Copy the entries verbatim from the first line through the line containing "column 357, row 629", including both of those lines.

** BEGIN **

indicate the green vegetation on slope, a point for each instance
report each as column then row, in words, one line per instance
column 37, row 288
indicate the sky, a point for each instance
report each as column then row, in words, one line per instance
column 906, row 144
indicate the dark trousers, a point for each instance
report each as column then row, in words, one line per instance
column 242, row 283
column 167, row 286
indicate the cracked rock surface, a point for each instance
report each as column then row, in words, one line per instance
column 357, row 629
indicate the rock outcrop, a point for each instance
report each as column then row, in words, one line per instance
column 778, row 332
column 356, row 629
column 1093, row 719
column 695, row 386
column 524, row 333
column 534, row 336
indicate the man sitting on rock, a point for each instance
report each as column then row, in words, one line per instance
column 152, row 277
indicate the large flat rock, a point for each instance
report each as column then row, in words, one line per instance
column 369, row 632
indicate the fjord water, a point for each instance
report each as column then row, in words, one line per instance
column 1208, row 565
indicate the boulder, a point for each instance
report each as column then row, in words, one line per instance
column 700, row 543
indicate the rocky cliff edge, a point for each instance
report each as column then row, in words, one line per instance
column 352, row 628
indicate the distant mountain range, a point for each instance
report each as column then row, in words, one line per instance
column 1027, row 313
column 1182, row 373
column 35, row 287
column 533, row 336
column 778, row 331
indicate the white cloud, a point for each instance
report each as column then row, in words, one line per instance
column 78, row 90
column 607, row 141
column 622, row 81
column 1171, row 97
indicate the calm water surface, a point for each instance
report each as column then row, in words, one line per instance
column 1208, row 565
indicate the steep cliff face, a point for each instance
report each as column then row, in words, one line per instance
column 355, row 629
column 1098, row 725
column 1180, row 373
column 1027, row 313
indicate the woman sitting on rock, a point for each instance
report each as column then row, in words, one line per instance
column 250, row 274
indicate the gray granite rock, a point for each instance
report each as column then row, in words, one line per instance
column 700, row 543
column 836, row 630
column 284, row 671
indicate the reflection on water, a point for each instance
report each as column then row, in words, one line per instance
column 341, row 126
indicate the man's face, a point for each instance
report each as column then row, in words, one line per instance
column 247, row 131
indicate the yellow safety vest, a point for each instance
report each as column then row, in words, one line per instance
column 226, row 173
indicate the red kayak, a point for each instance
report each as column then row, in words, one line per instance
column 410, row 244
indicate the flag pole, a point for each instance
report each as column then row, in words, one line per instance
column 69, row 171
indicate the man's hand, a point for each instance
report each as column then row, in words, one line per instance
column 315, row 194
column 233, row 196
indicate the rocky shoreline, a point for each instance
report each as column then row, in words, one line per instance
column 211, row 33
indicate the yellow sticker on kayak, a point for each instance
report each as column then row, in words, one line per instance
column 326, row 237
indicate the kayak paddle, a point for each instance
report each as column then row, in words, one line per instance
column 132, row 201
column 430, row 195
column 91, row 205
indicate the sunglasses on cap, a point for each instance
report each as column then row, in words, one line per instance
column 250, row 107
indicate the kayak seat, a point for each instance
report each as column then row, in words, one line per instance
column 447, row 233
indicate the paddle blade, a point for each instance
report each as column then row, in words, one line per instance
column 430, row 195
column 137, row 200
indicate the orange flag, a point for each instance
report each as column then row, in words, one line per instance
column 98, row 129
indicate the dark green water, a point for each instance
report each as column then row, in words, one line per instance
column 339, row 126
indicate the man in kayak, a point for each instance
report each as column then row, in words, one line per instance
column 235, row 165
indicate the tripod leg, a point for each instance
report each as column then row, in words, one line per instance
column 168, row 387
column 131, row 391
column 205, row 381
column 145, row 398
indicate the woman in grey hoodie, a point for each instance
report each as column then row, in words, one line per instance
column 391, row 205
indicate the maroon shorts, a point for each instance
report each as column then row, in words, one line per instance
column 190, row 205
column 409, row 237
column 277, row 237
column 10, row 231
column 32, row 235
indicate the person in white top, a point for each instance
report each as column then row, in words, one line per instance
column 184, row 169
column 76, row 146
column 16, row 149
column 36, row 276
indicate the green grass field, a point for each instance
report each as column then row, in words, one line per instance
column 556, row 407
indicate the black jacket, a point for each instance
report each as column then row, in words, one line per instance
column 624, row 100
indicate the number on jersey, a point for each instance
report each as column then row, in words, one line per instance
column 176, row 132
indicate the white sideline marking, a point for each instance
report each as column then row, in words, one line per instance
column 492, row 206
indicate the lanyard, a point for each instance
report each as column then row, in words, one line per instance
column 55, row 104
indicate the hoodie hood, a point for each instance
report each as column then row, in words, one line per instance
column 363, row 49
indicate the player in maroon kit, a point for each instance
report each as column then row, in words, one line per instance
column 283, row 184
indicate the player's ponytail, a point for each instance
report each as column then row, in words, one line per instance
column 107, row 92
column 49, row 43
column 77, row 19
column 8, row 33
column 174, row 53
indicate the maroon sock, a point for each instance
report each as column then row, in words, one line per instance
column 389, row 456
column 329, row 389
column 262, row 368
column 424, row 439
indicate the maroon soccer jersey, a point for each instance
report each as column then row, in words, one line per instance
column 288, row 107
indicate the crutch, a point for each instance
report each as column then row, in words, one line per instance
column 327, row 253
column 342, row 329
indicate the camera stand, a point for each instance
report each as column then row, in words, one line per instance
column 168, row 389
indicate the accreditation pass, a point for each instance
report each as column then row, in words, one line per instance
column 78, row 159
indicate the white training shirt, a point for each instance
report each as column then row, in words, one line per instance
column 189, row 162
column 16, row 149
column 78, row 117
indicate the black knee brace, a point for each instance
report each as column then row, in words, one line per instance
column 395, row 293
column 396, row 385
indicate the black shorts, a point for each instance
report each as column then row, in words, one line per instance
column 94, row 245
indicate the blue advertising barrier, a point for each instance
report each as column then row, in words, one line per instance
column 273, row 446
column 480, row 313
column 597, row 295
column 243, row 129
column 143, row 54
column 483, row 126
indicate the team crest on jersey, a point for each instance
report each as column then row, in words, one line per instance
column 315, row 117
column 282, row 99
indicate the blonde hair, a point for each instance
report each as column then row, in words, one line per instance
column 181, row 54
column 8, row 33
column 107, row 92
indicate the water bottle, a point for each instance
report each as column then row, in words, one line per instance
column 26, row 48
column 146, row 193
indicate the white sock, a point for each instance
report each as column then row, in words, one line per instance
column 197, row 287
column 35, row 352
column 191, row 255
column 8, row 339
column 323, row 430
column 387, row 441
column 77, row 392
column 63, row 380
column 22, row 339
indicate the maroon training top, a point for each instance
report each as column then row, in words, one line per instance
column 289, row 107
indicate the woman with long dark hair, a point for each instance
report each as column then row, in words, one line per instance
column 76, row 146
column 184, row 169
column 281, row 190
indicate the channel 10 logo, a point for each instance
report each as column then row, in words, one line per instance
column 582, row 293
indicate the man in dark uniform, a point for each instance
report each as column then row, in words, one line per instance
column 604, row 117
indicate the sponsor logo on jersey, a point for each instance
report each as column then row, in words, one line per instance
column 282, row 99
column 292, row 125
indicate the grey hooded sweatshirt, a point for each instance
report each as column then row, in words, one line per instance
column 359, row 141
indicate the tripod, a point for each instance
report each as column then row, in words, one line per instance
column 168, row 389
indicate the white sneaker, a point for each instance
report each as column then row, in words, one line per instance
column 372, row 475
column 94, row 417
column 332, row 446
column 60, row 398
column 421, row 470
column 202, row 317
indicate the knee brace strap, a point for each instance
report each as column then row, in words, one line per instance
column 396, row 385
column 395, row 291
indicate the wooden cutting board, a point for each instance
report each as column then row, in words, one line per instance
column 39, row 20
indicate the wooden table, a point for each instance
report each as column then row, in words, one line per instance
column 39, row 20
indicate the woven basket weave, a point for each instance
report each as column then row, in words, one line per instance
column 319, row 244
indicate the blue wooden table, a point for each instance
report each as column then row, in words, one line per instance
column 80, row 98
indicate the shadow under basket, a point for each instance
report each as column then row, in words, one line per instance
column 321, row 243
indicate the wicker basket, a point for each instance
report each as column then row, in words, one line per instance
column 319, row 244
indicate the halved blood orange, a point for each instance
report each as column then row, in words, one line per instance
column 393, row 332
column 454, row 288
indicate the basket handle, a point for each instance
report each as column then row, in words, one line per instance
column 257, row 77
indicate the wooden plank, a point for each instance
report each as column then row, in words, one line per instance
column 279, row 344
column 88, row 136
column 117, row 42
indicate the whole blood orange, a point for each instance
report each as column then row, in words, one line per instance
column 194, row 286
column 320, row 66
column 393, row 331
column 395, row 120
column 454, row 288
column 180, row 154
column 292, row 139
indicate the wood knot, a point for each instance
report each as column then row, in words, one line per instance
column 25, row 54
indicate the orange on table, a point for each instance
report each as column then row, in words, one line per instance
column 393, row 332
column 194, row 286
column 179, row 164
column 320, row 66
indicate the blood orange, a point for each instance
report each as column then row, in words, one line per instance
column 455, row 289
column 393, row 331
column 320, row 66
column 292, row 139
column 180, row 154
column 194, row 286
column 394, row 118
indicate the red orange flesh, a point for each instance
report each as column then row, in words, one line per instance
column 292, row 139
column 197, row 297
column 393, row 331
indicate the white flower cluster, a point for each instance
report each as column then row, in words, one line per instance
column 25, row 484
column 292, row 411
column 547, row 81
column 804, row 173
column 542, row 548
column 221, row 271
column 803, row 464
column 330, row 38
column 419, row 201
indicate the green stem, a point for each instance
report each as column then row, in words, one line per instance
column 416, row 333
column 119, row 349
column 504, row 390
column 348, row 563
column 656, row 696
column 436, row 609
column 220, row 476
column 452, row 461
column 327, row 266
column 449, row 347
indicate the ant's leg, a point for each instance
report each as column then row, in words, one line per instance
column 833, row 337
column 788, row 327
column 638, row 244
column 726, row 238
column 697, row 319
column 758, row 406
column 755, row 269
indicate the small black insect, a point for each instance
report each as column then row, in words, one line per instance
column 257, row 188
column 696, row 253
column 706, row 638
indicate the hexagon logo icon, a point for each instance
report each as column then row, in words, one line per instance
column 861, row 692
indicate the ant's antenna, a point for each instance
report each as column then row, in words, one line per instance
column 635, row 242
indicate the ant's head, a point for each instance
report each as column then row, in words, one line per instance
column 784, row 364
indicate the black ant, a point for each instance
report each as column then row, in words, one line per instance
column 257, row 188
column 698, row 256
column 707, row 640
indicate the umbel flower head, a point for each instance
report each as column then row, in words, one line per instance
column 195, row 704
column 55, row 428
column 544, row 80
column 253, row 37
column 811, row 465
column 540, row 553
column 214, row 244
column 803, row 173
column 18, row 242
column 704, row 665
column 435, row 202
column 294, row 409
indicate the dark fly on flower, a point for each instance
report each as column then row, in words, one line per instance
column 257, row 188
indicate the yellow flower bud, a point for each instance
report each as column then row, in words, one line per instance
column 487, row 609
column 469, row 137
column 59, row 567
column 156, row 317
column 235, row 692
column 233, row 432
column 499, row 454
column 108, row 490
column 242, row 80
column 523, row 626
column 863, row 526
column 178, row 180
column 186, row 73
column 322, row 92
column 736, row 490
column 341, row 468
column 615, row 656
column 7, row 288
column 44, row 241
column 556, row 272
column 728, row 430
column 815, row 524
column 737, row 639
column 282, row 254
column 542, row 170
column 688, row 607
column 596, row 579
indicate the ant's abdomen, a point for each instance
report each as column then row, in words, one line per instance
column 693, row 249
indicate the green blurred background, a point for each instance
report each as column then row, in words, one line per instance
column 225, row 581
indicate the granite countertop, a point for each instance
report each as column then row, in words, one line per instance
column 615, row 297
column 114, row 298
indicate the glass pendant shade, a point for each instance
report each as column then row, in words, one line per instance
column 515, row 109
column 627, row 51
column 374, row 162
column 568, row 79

** END **

#### [THE COMPLETED TASK]
indicate the green vegetation on slope, a point for each instance
report each as column then row, in words, one line per instance
column 37, row 288
indicate the sky, a point for each instance
report each as column then row, in words, one line per instance
column 906, row 144
indicate the dark trousers, a point for each instance
report each as column then row, in words, one line per instance
column 242, row 283
column 167, row 286
indicate the cracked rock surface, a point for each instance
report each as column then row, in words, one line per instance
column 357, row 629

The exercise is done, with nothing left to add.